Excerpt provided
════════

The Responsibilities Of the Interaction Designer
What is the Interaction Designer’s job: to influence conversion or extended use? What is the interaction designer’s job, whether it’s an engineer, whether it’s a designer? Is it to make a product desirable for adoption--to influence purchaser adoption? Or is it to make it consistently enjoyable over use? There’s kind of a tension between pure design, aesthetics, and business concerns it seems like you’re kind of getting at there. Really, at the end of the day, you can blend the two together. What we try to find is the intersection point between what’s a good user experience and also what helps the business. Between conversions and reuse. There’s some things you can [do], surface certain things in the site…People tend to enjoy it more if you can find hidden gems and things that are more of a treasure. We don’t have hard data on that, but we have a pretty good hunch based on some data. Then it’s a good experience--and it’s not bad for business either.
Designing Constraints
BS: From a designer, the challenge you know in hiring a design team at pretty much any web company that’s going to be successful, they can’t just be about design. The team as a whole has to be thinking about the business. But I think [this is] one of the challenges in the design team, and I work with Rochelle on this. When she hires, I interview the designers too and I’m part of her process. You have to find designers and engineers who enjoy living in constraints. Some designers want all the freedom, and they want to be artists really and not designers. Designers have to design for solutions. And so you have to mentally prepare people in a team to say, this is actually fun. This is a challenge. Here are the constraints that you have. Yeah, you want to fill this experience, but to win at this game, these business metrics need to move. And it’s an objective. It can be read wrong. It can be misused. But it’s an objective measure, and you can go against that.
“Happy People Design Happy Products”
But how does that affect the quality of the product and/or service that we’re talking about here? It affects it because happy people design happy products. I heard this one company recently where they were telling me the product managers were cussing out the designers and just lambasting the engineers. This is in the valley here. What a bunch of nonsense. We all have to go home, and we have families, and live civilly. It affects our work. But if you have teams that, if the reward structure of the whole organization is around moving the business forward, everybody gets the value of that. People that enjoy their work are going to be more creative. I just believe that. That book Driven that just came out recently talks about motivation of creatives. It’s not about the stick-and-carrot approach. It’s really about being driven by the desire to create. Now, we temper that because we have the numbers that drive the business. It sounds like what you’re saying is that having a cohesive team or teams is the best way to create a product that people want. I think it’s a strong ingredient. I think without that ingredient, you can fall apart pretty quickly. It certainly wouldn’t stand on its own if we didn’t have the [shared] passion towards simplicity, to not just add a bunch of features. No feature is actually sacred. It can be taken away if it’s not something that’s valuable. A resource that’s not really helping our members. The objective is of the measures, business measures…web analytics is a really important part of it. Well, it’s only one piece of the puzzle, I should say, but very important.

════════

Provided material

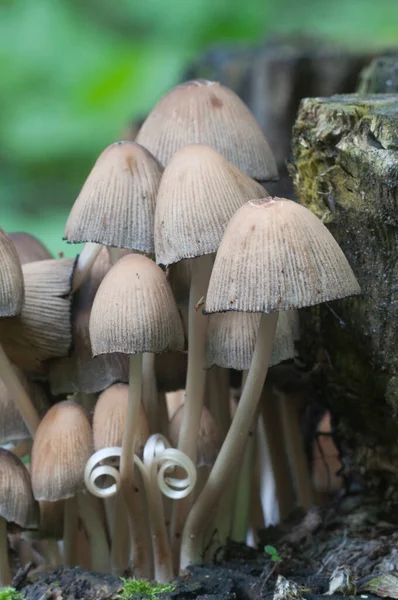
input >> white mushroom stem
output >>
[0,344,40,439]
[180,313,278,571]
[120,354,150,577]
[0,517,12,587]
[277,393,314,510]
[63,496,79,567]
[171,254,214,562]
[72,242,103,292]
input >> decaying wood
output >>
[291,95,398,487]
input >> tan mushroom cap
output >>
[0,258,74,373]
[0,229,24,317]
[0,367,49,444]
[31,401,93,501]
[8,231,52,265]
[155,144,266,265]
[65,142,163,254]
[0,448,38,527]
[136,80,278,181]
[49,248,129,394]
[206,197,360,313]
[206,311,297,371]
[169,404,221,468]
[90,254,184,355]
[93,383,149,457]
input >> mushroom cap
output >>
[93,383,149,456]
[169,404,221,468]
[90,254,184,355]
[31,400,93,501]
[0,448,38,527]
[8,231,52,265]
[155,144,266,265]
[0,229,24,317]
[65,142,163,254]
[206,311,297,371]
[136,80,278,181]
[0,258,74,373]
[0,367,49,444]
[206,197,360,313]
[49,248,129,394]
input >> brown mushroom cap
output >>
[0,448,38,527]
[93,383,149,456]
[155,144,264,265]
[169,404,221,468]
[31,401,93,501]
[0,258,74,373]
[136,80,278,181]
[8,232,53,265]
[206,311,296,371]
[0,229,24,317]
[90,254,184,355]
[206,197,360,313]
[65,142,163,254]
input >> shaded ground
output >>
[15,497,398,600]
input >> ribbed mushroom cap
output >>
[136,80,278,181]
[169,404,221,468]
[206,311,296,371]
[49,248,129,394]
[90,254,184,355]
[65,142,163,253]
[93,383,149,456]
[0,229,24,317]
[0,448,38,527]
[8,232,52,265]
[31,401,93,501]
[0,367,49,444]
[0,258,74,373]
[206,198,360,313]
[155,144,266,265]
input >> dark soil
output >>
[15,497,398,600]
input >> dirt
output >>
[11,495,398,600]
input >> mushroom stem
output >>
[142,352,160,434]
[180,313,278,571]
[0,344,40,439]
[63,496,79,567]
[77,493,110,573]
[120,354,150,577]
[231,412,257,542]
[277,392,314,510]
[0,517,12,587]
[72,242,102,292]
[171,254,213,562]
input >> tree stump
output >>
[290,95,398,490]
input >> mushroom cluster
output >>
[0,81,360,585]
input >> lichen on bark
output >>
[290,95,398,484]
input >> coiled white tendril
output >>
[84,433,196,500]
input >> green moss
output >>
[117,579,175,600]
[0,586,23,600]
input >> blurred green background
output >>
[0,0,398,256]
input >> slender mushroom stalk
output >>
[180,313,278,571]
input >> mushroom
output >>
[8,232,52,265]
[155,144,264,555]
[0,258,74,374]
[31,401,109,572]
[136,80,278,181]
[0,229,40,436]
[65,142,163,289]
[0,448,38,587]
[90,254,184,580]
[180,197,360,569]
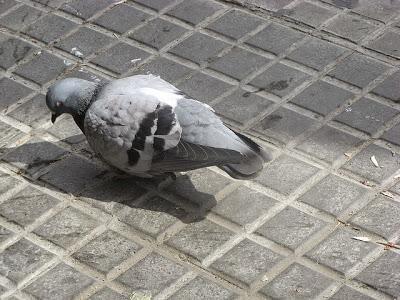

════════

Task to carry out
Please write what comes next in the interview on interaction design, starting after its final sentence. The rows have nothing to do with the interview on interaction design.

Task response
The Future of UX
Do you see the field of UX evolving past the point we’re at now? Yeah. I really do. We’re definitely at a change point. For the last 26 years, we’ve had the mouse, we’ve had a lot of things that go with that. It’s interesting. I was thinking about this the other day. My first introduction to the mouse and the scroll bar was a Mac in 1984…and I was ecstatic that I could actually scroll back and forth and see my Mac Basic program and not just roll off the window. I could actually scroll back and forth. And I thought it was quite appropriate that if anybody took the scroll bar away from me, it would be Apple because they gave it to me to begin with. I guess 26 years seemed kind of poetic. They giveth, and finally they taketh away. [Now], you just flick with your finger. We’re at kind of one of those watershed moments. Just like the iPhone ushered in a lot of stuff, I think the iPad will too. If it’s not the iPad itself that just takes off and sells zillions of units, it will definitely be devices like that. And I think because it changes the game around the input device. I’m not saying touch takes over everything. But certainly as we move that way, it begins to change a lot of the way we think about things. And if you design an interface, you would never design an interface with a lot of scrolled areas, because the scrollbar can get to be really ugly. Visually dense. But you can actually have lots of sliding panels in a touch space. And, so, it just changes a bunch of things around. The physicality. The iPad’s going to [change things] a lot. Whenever you change the assumptions like that, it’s great for all of us, because we rethink things. And even if we don’t end up where we thought we would end up by doing that, even if it’s not the iPad, the thing that changes the world, it certainly starts changing the direction. So these are really interesting times. Because we’re getting interfaces into lots of places they haven’t been. Mobile space, even phones. Are you talking strictly about gestural interfaces? I’m talking about gestural, the natural user interfaces, but I’m also talking about even on the TV--it’s left-right-up-down, so that’s not a great interface yet.
Netflix's "Secret Sauce" (Ingredients: 2)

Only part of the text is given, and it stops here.